Input data below:

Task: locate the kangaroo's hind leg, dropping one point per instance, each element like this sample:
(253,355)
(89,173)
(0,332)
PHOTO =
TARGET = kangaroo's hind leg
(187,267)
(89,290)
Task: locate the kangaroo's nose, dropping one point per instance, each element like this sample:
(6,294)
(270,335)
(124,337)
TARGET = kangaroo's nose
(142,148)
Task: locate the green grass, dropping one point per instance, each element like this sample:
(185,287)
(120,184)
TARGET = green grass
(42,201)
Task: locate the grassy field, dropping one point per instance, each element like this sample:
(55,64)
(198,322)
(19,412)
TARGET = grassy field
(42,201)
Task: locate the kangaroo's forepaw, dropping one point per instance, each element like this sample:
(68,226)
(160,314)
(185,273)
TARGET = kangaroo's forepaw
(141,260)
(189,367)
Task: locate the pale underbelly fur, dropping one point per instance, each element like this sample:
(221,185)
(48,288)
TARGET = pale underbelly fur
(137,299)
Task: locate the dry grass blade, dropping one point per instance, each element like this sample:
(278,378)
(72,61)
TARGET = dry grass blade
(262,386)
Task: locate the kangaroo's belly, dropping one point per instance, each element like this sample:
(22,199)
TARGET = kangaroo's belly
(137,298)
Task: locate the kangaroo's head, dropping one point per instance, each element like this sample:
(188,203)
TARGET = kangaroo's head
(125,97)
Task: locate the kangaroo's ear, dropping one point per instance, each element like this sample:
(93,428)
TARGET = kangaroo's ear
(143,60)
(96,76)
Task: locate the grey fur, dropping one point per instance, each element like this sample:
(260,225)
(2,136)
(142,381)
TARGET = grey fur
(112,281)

End of Input data.

> [Directions for this task] Return an exact copy of only the lines from the one with "Task: locate the kangaroo's ear, dropping" through the end of the listing above, both included.

> [Exercise result]
Task: locate the kangaroo's ear, dropping one point per instance, each element like this sample:
(93,428)
TARGET = kangaroo's ear
(143,60)
(96,76)
Task: locate the grey fur, dropping one point per instance, each element like this sample:
(260,225)
(2,136)
(142,381)
TARGET = grey fur
(112,281)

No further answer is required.